====== DATA FOR THIS EXERCISE ======

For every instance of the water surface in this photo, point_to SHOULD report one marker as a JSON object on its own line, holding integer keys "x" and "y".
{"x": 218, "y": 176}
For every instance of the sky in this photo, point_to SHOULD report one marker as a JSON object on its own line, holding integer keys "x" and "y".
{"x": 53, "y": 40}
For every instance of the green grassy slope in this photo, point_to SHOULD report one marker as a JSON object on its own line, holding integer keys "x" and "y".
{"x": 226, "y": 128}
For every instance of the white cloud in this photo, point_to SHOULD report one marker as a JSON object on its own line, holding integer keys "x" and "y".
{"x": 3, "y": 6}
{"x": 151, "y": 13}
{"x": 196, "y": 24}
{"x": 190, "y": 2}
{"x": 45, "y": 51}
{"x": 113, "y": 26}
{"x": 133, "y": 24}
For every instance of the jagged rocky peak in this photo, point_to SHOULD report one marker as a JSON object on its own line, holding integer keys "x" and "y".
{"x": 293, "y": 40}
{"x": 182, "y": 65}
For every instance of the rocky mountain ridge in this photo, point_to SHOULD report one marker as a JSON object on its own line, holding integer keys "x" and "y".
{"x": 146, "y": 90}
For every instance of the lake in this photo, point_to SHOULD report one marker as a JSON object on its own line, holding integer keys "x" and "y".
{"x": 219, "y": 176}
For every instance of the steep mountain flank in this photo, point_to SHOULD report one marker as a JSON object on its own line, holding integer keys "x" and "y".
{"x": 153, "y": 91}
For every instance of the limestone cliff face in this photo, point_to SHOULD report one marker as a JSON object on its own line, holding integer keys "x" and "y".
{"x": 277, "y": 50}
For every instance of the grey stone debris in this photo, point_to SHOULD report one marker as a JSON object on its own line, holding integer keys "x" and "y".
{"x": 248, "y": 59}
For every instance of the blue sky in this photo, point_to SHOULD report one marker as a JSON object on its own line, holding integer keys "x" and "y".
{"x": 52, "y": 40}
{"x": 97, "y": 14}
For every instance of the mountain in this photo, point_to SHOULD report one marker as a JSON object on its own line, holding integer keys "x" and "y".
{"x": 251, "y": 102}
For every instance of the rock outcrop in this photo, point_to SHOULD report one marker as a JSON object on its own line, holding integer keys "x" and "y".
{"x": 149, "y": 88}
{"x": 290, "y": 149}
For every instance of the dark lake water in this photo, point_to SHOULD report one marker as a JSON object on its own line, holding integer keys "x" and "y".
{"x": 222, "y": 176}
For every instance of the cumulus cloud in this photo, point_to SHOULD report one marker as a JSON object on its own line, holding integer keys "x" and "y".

======
====== DATA FOR THIS EXERCISE ======

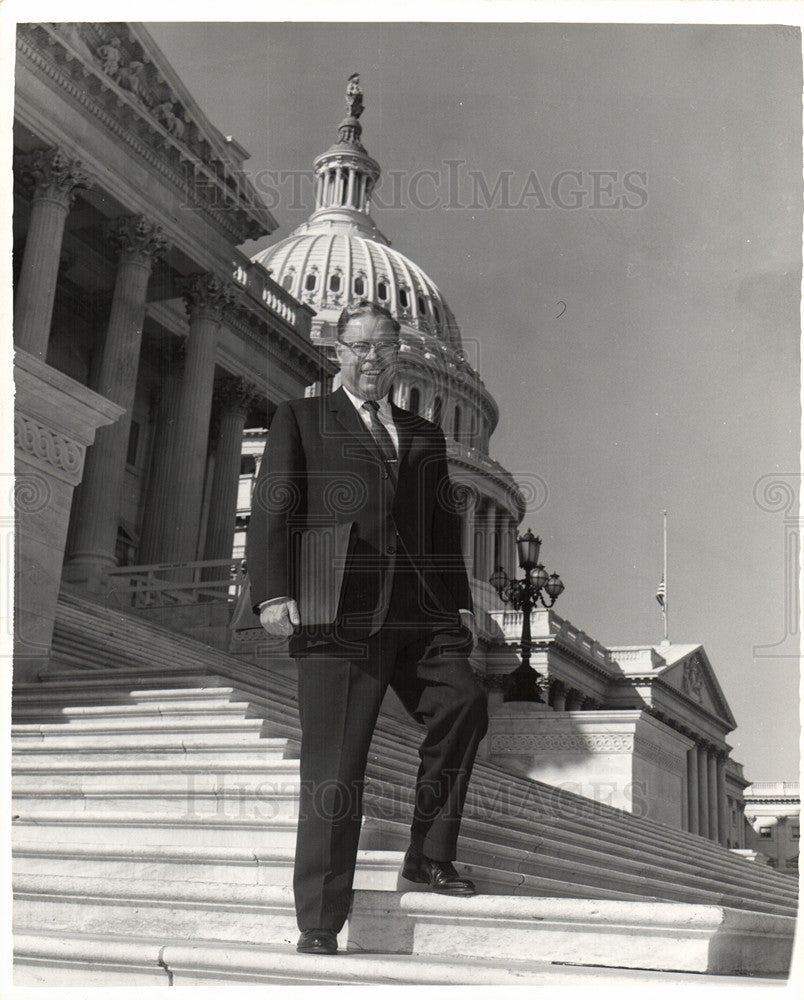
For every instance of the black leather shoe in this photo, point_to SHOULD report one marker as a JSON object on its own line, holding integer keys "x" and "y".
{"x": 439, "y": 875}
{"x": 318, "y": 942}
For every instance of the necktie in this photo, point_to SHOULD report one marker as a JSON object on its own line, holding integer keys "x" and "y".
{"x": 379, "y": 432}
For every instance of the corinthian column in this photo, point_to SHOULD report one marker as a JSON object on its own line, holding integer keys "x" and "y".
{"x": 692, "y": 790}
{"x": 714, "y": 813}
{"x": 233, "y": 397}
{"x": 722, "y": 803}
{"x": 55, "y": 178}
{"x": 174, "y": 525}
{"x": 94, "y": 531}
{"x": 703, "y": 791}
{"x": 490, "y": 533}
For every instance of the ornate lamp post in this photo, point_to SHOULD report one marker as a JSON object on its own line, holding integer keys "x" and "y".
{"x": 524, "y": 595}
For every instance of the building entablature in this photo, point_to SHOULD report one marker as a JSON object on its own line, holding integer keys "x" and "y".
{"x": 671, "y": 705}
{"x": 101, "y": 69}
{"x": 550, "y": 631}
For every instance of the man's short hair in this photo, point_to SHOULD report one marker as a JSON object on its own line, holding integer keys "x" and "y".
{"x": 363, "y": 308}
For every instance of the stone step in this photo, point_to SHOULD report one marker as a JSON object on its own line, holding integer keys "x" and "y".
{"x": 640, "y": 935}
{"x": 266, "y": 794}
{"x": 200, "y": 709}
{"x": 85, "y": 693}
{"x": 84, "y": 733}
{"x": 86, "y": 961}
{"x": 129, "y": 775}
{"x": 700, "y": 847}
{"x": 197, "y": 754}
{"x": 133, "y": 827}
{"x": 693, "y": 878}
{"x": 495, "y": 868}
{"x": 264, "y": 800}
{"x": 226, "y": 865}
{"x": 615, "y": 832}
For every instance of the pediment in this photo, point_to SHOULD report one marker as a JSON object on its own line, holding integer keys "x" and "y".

======

*WORK INSTRUCTIONS*
Render the data as a Markdown table with columns Row and Line, one row per line, leaving out blank lines. Begin at the line containing "For every instance of the corinthian" and stop after the line containing "For every instance of the pediment".

*RESPONSE TO THIS EXERCISE*
| Row | Line |
|---|---|
| 1 | For every instance of the corinthian column in this photo, point_to SHOULD report one marker as a JSON object on its own line, holding integer keys "x" and "y". |
| 2 | {"x": 692, "y": 790} |
| 3 | {"x": 714, "y": 813} |
| 4 | {"x": 233, "y": 397} |
| 5 | {"x": 722, "y": 803} |
| 6 | {"x": 55, "y": 178} |
| 7 | {"x": 174, "y": 525} |
| 8 | {"x": 94, "y": 531} |
| 9 | {"x": 703, "y": 791} |
| 10 | {"x": 490, "y": 533} |
| 11 | For every instance of the ornate lamp post in this photo, point_to SHOULD report one marker as a JSON object on its own line, holding integer keys "x" and "y". |
| 12 | {"x": 524, "y": 595} |
| 13 | For every instance of the building entablature in this photo, point_to SHOULD report one marker as a JSON object on its own line, holding integer keys "x" and "y". |
| 14 | {"x": 671, "y": 705} |
| 15 | {"x": 101, "y": 69} |
| 16 | {"x": 550, "y": 631} |
| 17 | For every instance of the man's short hair in this photo, point_to SHOULD report one marker as a JSON object on its own line, holding integer keys "x" and "y". |
| 18 | {"x": 363, "y": 308} |
| 19 | For every instance of the stone step in this photo, point_to SHOULD report one marker as a JSON object on its own line, holding integer keys "x" and "y". |
| 20 | {"x": 640, "y": 935} |
| 21 | {"x": 266, "y": 794} |
| 22 | {"x": 200, "y": 709} |
| 23 | {"x": 85, "y": 693} |
| 24 | {"x": 84, "y": 733} |
| 25 | {"x": 86, "y": 961} |
| 26 | {"x": 129, "y": 775} |
| 27 | {"x": 700, "y": 847} |
| 28 | {"x": 197, "y": 754} |
| 29 | {"x": 133, "y": 827} |
| 30 | {"x": 693, "y": 878} |
| 31 | {"x": 495, "y": 868} |
| 32 | {"x": 264, "y": 800} |
| 33 | {"x": 226, "y": 865} |
| 34 | {"x": 615, "y": 832} |
| 35 | For every instance of the pediment in this photo, point_to SHOULD report one marker as a JSON object on its own line, holding integer keys "x" and "y". |